> _Teks Bacaan_:

====

Tuntutan tersebut menyebabkan Pemerintah menjadi ‘galau’ karena harus memilih di antara dua kutub; berpihak pada pengusaha (baca: pemilik modal) ataukah rakyat kecil (baca: kaum buruh). Dalam merespon hal ini, setiap pemerintah provinsi mengambil langkah berbeda-beda; ada yang mengabulkan permintaan buruh, ada pula yang tidak mengamini permohonan mereka dengan berbagai pertimbangan. 

Saya jadi teringat dengan pernyataan Karl Marx pada karyanya Communist Manifesto tentang pertentangan kelas yang terjadi antara kaum borjuis dan proletar. Menurut Marx, “Sejarah dari berbagai masyarakat pada dasarnya adalah pertentangan antar kelas”. Analisis Marx ini ternyata terbukti hingga kini.
Faktanya, kita tidak dapat memungkiri adanya pembagian kelas dalam realitas sosial pada berbagai sendi kehidupan; tidak hanya aspek ekonomi, tapi juga tataran budaya, politik, hukum, bahkan gradasi eksistensi dalam wacana Filsafat. Fenomena ini seyogyanya disikapi dengan paradigma “keadilan”, sehingga perbedaan menjadi sebuah keniscayaan yang mengantarkan pada keteraturan sistem di muka bumi ini menuju “kesempurnaan”.

====

> _Tugas Latihan_:
[a] Tuliskan ulang secara persis bagian teks tentang pertentangan kelas mulai dari "Tuntutan tersebut menyebabkan" hingga "terbukti hingga kini.", termasuk kata-kata terakhir itu.
[b] Menurut teks tentang pertentangan kelas, mengapa Pemerintah menjadi "galau"? Jelaskan dalam satu sampai tiga kalimat.
[c] Tuliskan lanjutan teks tentang pertentangan kelas, dimulai setelah kalimat terakhirnya.

====

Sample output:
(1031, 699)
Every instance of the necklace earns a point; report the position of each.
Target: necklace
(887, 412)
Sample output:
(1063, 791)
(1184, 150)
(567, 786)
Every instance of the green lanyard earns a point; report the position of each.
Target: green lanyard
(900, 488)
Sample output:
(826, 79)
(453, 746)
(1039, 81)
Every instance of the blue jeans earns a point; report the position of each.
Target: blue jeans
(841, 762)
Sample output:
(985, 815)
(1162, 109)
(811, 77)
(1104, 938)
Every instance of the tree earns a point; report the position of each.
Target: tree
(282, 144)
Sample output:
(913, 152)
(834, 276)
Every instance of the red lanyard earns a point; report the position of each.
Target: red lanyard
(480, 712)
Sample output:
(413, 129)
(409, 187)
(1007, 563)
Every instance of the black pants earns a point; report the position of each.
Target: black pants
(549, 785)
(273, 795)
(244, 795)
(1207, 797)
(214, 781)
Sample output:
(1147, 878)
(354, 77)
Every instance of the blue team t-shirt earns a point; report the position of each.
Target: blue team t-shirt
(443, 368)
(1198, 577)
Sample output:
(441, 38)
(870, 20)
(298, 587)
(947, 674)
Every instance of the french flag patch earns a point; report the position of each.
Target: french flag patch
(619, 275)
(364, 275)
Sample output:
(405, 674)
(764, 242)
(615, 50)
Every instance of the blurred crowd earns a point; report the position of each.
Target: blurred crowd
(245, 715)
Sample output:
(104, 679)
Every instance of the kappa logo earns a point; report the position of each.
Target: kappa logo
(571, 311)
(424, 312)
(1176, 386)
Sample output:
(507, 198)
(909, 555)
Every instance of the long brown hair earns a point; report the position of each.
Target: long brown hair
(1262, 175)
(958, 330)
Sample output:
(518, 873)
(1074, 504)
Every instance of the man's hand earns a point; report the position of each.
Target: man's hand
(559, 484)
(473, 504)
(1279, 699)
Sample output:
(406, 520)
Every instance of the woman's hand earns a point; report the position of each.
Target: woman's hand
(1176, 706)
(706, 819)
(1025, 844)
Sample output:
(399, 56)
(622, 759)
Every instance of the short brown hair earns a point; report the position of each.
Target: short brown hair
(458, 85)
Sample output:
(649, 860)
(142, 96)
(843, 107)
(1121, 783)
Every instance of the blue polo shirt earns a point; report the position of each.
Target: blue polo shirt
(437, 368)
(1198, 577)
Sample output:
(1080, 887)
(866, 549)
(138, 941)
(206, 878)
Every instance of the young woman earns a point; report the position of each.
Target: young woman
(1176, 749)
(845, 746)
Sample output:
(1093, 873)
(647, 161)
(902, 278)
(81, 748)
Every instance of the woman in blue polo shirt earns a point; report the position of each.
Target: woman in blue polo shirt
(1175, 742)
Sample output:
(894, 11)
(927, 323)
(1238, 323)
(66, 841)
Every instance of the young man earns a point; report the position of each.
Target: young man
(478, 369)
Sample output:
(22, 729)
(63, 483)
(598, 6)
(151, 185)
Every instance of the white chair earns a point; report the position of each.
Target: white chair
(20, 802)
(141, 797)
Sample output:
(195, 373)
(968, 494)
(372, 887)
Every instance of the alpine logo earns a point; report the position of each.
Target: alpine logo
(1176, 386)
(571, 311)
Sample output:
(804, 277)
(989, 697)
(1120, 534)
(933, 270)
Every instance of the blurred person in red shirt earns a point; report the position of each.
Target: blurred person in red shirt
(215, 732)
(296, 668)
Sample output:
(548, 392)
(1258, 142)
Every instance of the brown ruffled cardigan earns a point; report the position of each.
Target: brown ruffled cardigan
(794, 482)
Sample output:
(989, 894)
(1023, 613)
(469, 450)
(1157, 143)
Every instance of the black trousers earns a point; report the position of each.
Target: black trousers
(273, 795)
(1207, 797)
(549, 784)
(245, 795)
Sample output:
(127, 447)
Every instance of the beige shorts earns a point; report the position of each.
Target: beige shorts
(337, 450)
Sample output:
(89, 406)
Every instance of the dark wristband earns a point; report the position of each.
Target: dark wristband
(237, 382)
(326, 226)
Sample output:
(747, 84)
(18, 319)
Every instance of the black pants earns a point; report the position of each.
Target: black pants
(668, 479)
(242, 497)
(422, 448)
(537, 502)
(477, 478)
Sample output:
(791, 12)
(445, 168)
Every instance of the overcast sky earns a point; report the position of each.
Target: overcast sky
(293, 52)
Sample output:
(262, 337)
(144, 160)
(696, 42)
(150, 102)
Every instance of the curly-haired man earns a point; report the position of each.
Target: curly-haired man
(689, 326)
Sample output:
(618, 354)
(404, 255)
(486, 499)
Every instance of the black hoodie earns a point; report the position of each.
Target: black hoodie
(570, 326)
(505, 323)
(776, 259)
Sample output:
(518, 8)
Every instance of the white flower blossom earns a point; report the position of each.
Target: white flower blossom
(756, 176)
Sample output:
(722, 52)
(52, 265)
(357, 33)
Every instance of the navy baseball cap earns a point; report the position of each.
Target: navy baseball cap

====

> _Daftar Jawaban_:
[a]
Tuntutan tersebut menyebabkan Pemerintah menjadi ‘galau’ karena harus memilih di antara dua kutub; berpihak pada pengusaha (baca: pemilik modal) ataukah rakyat kecil (baca: kaum buruh). Dalam merespon hal ini, setiap pemerintah provinsi mengambil langkah berbeda-beda; ada yang mengabulkan permintaan buruh, ada pula yang tidak mengamini permohonan mereka dengan berbagai pertimbangan. 

Saya jadi teringat dengan pernyataan Karl Marx pada karyanya Communist Manifesto tentang pertentangan kelas yang terjadi antara kaum borjuis dan proletar. Menurut Marx, “Sejarah dari berbagai masyarakat pada dasarnya adalah pertentangan antar kelas”. Analisis Marx ini ternyata terbukti hingga kini.

[b] Pemerintah menjadi "galau" karena harus memilih di antara dua kutub. Pilihannya adalah berpihak pada pengusaha atau pemilik modal, atau berpihak pada rakyat kecil, yaitu kaum buruh.

[c]
Namun, amat disayangkan kapitalisme justru telah menciptakan jurang yang menganga antara pemilik modal dan pekerja. Anak kandung liberalisme ini menjadikan manusia tak ubahnya seperti mesin yang layak dieksploitasi. Dalam melanggengkan industrialisasi, kapitalisme telah menafikkan prinsip keadilan. Ini merupakan implikasi dari teori Ekonomi Liberal yang diusung oleh Adam Smith yang mengakui kepemilikan individu. Teori ini dikenal dengan “laissez-faire”, yang berarti “biarkan apa yang mereka lakukan”. Di lain sisi, Smith justru mendukung kenaikan upah buruh karena berpengaruh pada kenaikan produksi. Tapi, hal ini tak ubahnya modus operandi untuk menguntungkan pemilik modal; melanggengkan kapitalisme.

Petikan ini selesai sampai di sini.